→ JOB
Recast the records below as a JSON list of strings, one string per line with blank lines left out, beginning at the line that contains "Please spot the woman's raised" and continuing through the end of the records.

→ INPUT FOR THIS TASK
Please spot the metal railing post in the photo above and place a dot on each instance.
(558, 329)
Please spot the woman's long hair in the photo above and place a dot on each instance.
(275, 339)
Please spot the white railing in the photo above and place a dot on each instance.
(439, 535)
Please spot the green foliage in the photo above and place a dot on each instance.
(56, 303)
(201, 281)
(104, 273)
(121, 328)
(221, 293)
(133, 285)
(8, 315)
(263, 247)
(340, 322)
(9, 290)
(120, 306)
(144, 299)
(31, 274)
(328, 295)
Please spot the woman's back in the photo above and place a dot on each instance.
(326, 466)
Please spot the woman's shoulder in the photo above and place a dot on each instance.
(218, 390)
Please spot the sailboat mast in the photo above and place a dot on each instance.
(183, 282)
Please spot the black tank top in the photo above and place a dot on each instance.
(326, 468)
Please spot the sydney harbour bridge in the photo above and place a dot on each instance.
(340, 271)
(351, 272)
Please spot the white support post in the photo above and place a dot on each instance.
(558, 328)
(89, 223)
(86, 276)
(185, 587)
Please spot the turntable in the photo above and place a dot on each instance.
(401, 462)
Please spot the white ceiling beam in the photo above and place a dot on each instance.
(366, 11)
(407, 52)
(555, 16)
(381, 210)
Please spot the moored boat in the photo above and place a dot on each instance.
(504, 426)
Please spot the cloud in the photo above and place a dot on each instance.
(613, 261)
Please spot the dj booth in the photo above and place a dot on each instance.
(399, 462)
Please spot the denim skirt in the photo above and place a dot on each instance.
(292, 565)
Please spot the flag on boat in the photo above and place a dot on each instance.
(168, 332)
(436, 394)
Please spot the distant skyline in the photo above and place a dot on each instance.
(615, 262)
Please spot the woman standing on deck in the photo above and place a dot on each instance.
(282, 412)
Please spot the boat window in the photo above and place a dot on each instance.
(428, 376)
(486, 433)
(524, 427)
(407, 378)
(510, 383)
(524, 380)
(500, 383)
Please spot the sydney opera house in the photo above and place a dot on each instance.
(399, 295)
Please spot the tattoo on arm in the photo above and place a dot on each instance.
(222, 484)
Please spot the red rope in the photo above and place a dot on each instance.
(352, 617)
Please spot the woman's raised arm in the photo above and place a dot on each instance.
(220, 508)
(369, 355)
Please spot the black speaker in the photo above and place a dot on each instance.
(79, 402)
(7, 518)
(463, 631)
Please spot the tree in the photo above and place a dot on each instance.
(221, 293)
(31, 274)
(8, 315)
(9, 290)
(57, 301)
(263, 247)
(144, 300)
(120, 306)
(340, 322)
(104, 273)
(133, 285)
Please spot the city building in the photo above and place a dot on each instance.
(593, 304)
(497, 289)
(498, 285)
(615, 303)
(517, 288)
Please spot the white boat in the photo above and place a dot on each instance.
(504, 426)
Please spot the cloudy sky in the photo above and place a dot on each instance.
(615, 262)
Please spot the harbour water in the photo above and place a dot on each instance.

→ TASK RESPONSE
[
  "Please spot the woman's raised arm in the photo above and place a dot on each instance.",
  "(220, 508)",
  "(369, 355)",
  "Please spot the black speaker in the photo above and place a dot on each instance.",
  "(79, 402)",
  "(7, 518)",
  "(463, 631)",
  "Please spot the tree in the photo above and place a dot on each instance.",
  "(221, 293)",
  "(31, 274)",
  "(8, 315)",
  "(9, 290)",
  "(57, 301)",
  "(263, 247)",
  "(144, 300)",
  "(120, 306)",
  "(340, 322)",
  "(104, 273)",
  "(133, 285)",
  "Please spot the city building in the photo above and place a dot on each instance.",
  "(593, 304)",
  "(497, 289)",
  "(498, 285)",
  "(615, 303)",
  "(517, 288)",
  "Please spot the white boat in the photo above and place a dot on each instance.",
  "(504, 426)",
  "Please spot the cloudy sky in the photo above and place a dot on each instance.",
  "(615, 262)",
  "Please spot the harbour water in the photo above and place a dot on each instance."
]